─── The data

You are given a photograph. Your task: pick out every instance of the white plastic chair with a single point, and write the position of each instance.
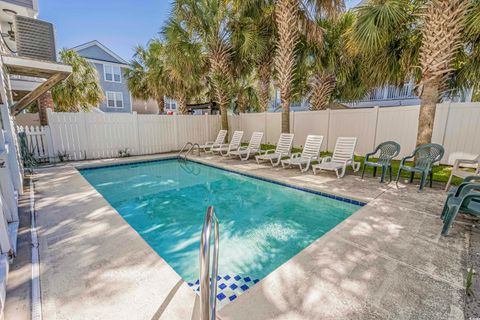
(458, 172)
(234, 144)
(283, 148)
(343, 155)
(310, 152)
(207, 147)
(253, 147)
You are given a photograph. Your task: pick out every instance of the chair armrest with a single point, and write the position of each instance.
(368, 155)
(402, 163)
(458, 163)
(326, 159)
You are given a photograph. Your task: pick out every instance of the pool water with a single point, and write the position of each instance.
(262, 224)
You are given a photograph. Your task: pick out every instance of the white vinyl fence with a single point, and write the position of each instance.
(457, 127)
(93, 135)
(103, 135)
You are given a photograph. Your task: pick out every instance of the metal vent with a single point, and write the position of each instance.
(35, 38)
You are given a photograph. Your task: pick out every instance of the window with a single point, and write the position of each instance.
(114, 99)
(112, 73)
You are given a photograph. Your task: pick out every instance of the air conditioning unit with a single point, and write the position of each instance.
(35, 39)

──────
─── The data

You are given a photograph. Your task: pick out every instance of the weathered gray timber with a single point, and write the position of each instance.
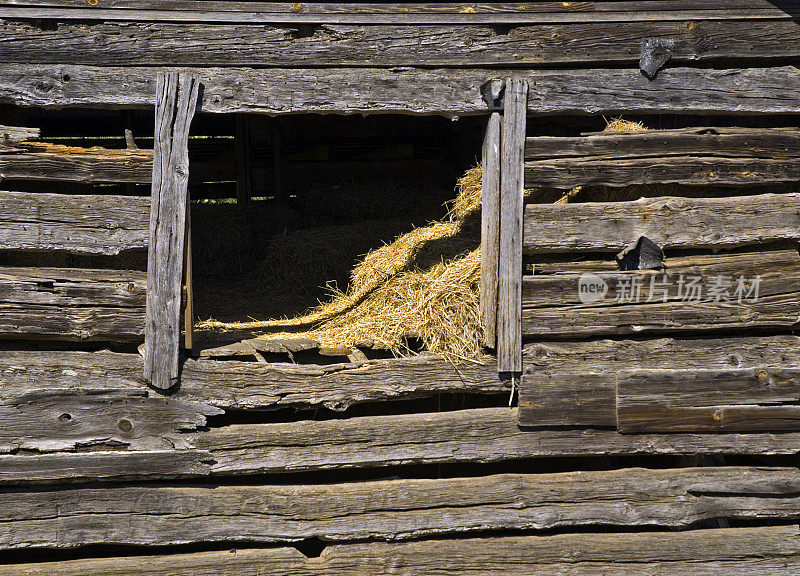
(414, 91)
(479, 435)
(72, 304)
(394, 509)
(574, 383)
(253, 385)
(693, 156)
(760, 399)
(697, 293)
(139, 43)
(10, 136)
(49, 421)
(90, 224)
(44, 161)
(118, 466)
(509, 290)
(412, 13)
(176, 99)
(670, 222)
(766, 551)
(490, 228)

──────

- **Work to be completed**: Count the lines in the data above that contain the string "white". Reply with the number only.

- **Result of the task**: 2